§ Aim of the exercise:
Rewrite all of the material below with "screenshot" replaced by "photo" and nothing else changed, leaving the pictures out.

§ Entries shown:
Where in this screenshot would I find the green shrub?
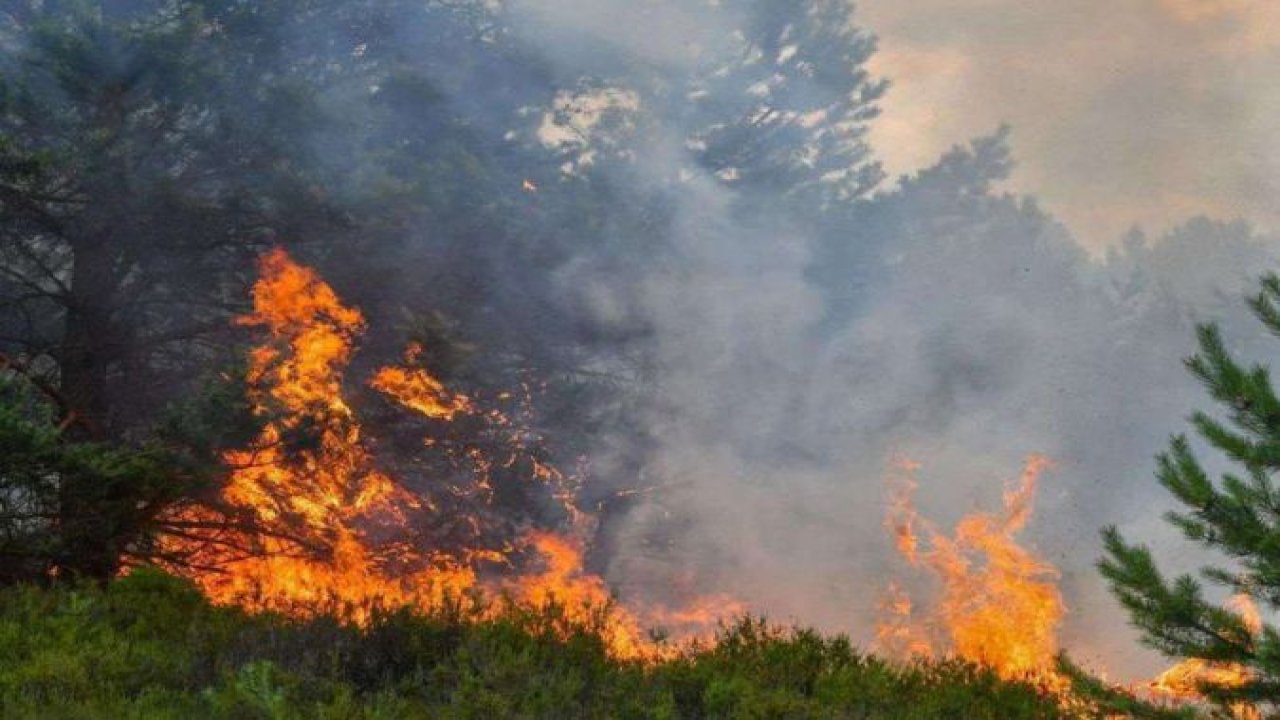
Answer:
[0,570,1100,720]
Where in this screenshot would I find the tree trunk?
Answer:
[59,233,119,582]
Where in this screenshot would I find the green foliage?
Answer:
[0,570,1085,720]
[1098,274,1280,705]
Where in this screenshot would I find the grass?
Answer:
[0,571,1095,720]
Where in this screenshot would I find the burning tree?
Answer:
[1098,274,1280,717]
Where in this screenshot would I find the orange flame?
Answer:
[1147,594,1262,720]
[158,244,736,659]
[877,456,1065,685]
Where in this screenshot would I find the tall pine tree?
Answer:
[1098,274,1280,706]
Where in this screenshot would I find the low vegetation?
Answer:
[0,570,1064,720]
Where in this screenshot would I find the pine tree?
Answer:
[1098,274,1280,706]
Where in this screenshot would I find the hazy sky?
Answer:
[859,0,1280,247]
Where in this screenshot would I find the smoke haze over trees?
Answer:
[0,0,1277,675]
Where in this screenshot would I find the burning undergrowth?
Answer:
[877,456,1066,679]
[158,250,741,659]
[140,250,1251,717]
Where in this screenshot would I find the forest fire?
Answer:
[160,250,740,659]
[1147,594,1262,720]
[877,456,1065,684]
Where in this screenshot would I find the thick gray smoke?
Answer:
[486,0,1275,676]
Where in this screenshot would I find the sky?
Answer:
[859,0,1280,250]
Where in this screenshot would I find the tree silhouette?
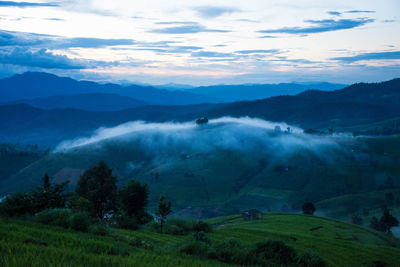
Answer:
[75,162,117,220]
[301,201,315,215]
[156,195,172,233]
[118,180,149,224]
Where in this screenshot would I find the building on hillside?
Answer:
[242,209,261,220]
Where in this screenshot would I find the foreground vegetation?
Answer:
[0,213,400,266]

§ Task solution:
Where in this photo would I find the green shrub?
Answer:
[0,570,1100,720]
Where in this photo would I find the tree trunk?
Answer:
[59,233,119,582]
Where in this photo would I find the green foliage?
Answer:
[0,570,1085,720]
[1098,274,1280,705]
Where in this photo would I find the grass?
Answer:
[0,571,1095,720]
Where in this photo would I find the burning tree?
Answer:
[1098,274,1280,717]
Where in this photo would I find the orange flame?
Answer:
[1147,594,1262,720]
[158,244,736,659]
[877,456,1065,685]
Where in this photo would I find the tall pine tree?
Answer:
[1098,274,1280,706]
Where in this photo would I find the low vegetation?
Answer:
[0,570,1064,720]
Where in this photo would I find the pine tree?
Answer:
[1098,274,1280,706]
Where in this photo would I find the hazy sky?
Answer:
[859,0,1280,247]
Where in this photo would I find the smoke haze over trees?
Answer:
[0,0,1277,675]
Where in this photo would I find the burning undergrowth?
Answer:
[877,456,1066,679]
[158,250,741,659]
[140,250,1251,717]
Where in this photo would I find the forest fire?
Answer:
[160,250,740,659]
[1147,594,1262,720]
[877,456,1065,684]
Where in this photo would I find the thick gray smoke?
Answer:
[486,0,1275,676]
Where in this photo would I find the sky?
Answer:
[859,0,1280,250]
Where in this photo would I find the tree silhouette?
Answer:
[75,162,117,220]
[301,201,315,215]
[156,195,172,233]
[118,180,149,224]
Where in this photo would I find the building on hillside?
Answer:
[242,209,261,220]
Where in this photo would I find the foreground vegetation?
Answer:
[0,213,400,266]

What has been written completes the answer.